Re: 1 in 1000

From: Mark Davis (markdavis@ispchannel.com)
Date: Mon Apr 24 2000 - 11:48:35 EDT


I raised something like this issue a few months ago. As I found out, it is very difficult to get good data, although all of the estimates were over 99.99%.

The wording is always very tricky, and depending on the audience you want to reach you may want to qualify it more, or simplify it. Some items you might consider:

a. You use "speaks". Most languages, even if normally written in an indigenous script, also have a Latin transcription. You may want to rule that out.
b. Many people speak more than one language. Probably safer to reverse the sense.
c. Grammatical nit. The word "less" is for mass nouns (water) and "fewer" is for count nouns (beans). You don't say /fewer water/ nor /less beans/. Percentage might be easier.

Here is an alternative:

"Over 99.99...% of the world's population speak languages whose customary written forms are represented in Unicode."

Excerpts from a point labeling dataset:
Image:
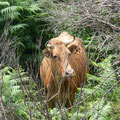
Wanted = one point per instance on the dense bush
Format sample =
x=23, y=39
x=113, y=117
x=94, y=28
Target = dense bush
x=27, y=25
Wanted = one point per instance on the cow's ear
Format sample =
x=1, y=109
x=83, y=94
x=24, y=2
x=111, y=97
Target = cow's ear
x=46, y=52
x=73, y=48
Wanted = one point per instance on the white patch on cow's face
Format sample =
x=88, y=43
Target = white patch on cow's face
x=69, y=71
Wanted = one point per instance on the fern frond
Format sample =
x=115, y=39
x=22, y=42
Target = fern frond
x=14, y=28
x=10, y=9
x=4, y=3
x=9, y=16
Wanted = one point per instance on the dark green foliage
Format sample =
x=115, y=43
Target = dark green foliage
x=29, y=24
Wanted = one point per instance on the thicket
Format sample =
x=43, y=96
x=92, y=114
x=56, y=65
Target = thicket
x=27, y=25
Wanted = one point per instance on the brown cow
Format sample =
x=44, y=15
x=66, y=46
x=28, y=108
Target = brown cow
x=63, y=69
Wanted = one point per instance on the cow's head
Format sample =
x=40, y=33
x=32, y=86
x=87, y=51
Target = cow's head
x=59, y=53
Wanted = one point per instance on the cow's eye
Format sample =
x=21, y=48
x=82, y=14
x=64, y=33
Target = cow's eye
x=55, y=56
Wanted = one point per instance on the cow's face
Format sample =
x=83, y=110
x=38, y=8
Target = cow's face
x=59, y=55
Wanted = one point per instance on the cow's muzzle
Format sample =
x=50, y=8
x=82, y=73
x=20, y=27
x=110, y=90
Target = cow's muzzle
x=69, y=72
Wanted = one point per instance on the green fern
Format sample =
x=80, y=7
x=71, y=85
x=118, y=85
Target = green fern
x=14, y=28
x=99, y=106
x=4, y=4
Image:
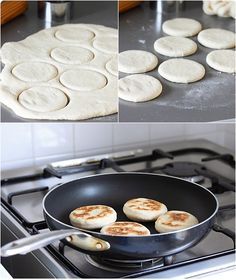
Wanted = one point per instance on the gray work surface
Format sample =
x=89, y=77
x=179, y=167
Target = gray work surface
x=94, y=12
x=210, y=99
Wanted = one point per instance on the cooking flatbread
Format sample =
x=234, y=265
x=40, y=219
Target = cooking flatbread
x=125, y=229
x=92, y=216
x=175, y=220
x=77, y=62
x=143, y=209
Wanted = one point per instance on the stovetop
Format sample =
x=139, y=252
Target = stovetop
x=200, y=161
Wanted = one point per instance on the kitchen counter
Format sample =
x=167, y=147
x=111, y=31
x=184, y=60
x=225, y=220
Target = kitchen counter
x=29, y=23
x=211, y=99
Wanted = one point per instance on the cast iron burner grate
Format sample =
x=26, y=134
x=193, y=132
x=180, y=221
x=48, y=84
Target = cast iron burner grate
x=129, y=266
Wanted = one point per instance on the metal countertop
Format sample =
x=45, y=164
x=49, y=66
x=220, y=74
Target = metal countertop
x=210, y=99
x=102, y=12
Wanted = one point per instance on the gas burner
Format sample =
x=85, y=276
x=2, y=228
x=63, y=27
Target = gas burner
x=125, y=265
x=185, y=170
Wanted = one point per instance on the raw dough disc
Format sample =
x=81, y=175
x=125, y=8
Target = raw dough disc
x=72, y=55
x=84, y=80
x=43, y=99
x=139, y=88
x=34, y=71
x=181, y=70
x=112, y=66
x=106, y=44
x=175, y=46
x=183, y=27
x=216, y=38
x=222, y=60
x=74, y=35
x=136, y=61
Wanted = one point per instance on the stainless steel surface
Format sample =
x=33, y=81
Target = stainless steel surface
x=29, y=244
x=57, y=11
x=211, y=99
x=215, y=242
x=94, y=12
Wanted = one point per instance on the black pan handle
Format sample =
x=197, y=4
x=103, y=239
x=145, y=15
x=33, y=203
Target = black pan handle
x=106, y=162
x=226, y=231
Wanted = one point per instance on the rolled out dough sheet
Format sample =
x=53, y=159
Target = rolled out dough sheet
x=68, y=72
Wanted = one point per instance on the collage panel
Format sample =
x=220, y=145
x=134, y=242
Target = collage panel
x=176, y=61
x=51, y=173
x=60, y=61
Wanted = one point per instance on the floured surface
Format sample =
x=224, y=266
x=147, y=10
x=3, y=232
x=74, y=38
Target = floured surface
x=46, y=59
x=201, y=101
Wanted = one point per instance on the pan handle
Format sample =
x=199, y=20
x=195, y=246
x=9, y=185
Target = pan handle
x=28, y=244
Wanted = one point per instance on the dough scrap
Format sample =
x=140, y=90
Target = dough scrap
x=43, y=58
x=43, y=99
x=183, y=27
x=216, y=38
x=112, y=66
x=34, y=71
x=137, y=61
x=139, y=88
x=222, y=60
x=84, y=80
x=181, y=70
x=175, y=46
x=72, y=55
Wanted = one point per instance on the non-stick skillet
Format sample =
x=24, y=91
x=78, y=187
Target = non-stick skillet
x=114, y=190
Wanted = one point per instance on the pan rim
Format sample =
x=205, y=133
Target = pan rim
x=130, y=236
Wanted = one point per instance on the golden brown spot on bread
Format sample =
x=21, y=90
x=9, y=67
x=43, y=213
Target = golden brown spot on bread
x=147, y=204
x=86, y=212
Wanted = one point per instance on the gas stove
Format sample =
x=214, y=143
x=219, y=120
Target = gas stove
x=199, y=161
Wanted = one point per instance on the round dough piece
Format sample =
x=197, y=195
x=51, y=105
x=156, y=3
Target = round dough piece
x=34, y=71
x=222, y=60
x=84, y=80
x=136, y=61
x=43, y=99
x=72, y=55
x=175, y=46
x=125, y=229
x=92, y=216
x=74, y=35
x=181, y=70
x=139, y=88
x=112, y=66
x=183, y=27
x=143, y=209
x=175, y=220
x=106, y=44
x=216, y=38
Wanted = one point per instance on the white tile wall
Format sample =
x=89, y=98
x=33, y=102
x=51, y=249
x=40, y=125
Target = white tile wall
x=24, y=144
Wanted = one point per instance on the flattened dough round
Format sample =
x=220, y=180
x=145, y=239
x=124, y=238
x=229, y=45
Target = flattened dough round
x=106, y=44
x=216, y=38
x=175, y=46
x=112, y=66
x=84, y=80
x=74, y=34
x=175, y=220
x=139, y=88
x=222, y=60
x=183, y=27
x=92, y=216
x=72, y=55
x=143, y=209
x=125, y=229
x=136, y=61
x=181, y=70
x=34, y=71
x=43, y=99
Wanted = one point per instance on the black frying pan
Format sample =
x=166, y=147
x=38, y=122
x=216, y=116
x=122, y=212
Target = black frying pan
x=114, y=190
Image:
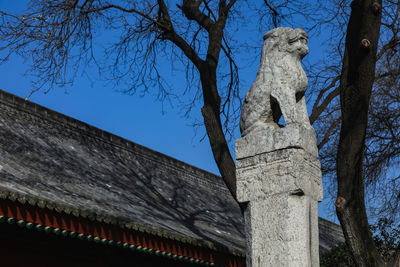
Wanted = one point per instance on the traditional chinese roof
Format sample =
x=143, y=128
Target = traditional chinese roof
x=51, y=162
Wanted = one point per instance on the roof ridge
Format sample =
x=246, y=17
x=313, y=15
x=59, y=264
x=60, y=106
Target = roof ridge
x=44, y=113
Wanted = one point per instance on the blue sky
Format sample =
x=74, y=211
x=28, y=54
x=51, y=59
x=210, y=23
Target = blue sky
x=140, y=119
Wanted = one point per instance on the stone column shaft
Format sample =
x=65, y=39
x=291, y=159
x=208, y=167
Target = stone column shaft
x=281, y=182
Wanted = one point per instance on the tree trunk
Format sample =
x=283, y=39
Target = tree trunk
x=356, y=83
x=212, y=121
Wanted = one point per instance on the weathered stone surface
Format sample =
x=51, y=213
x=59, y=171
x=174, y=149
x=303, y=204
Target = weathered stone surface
x=265, y=139
x=279, y=235
x=278, y=172
x=277, y=169
x=280, y=83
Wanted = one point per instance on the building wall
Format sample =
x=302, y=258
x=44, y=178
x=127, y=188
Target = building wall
x=21, y=247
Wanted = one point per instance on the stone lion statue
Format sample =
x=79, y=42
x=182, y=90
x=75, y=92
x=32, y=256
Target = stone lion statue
x=280, y=84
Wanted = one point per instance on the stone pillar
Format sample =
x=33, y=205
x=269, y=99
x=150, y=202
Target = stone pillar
x=279, y=175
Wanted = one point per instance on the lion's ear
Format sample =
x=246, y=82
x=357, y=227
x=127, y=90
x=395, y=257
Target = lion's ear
x=271, y=34
x=293, y=36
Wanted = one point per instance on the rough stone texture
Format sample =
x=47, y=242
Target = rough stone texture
x=280, y=83
x=277, y=169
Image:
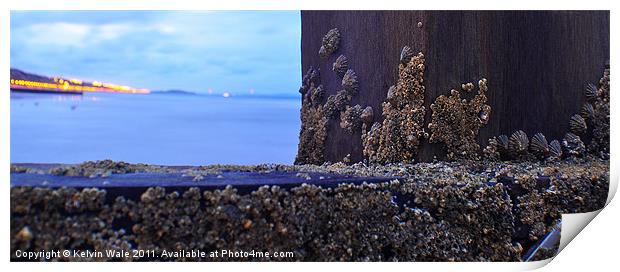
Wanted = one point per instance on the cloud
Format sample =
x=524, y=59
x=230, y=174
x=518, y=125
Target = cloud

To be done ▸
Answer these questions using the message:
(a) According to the message, all of the estimates were above what percentage?
(b) Even when normally written in an indigenous script, what does the message say most languages also have?
(c) Which word does the message say is used for count nouns?
The rows come from a different source than the message.

Answer below ▸
(a) 99.99%
(b) A Latin transcription
(c) "Fewer"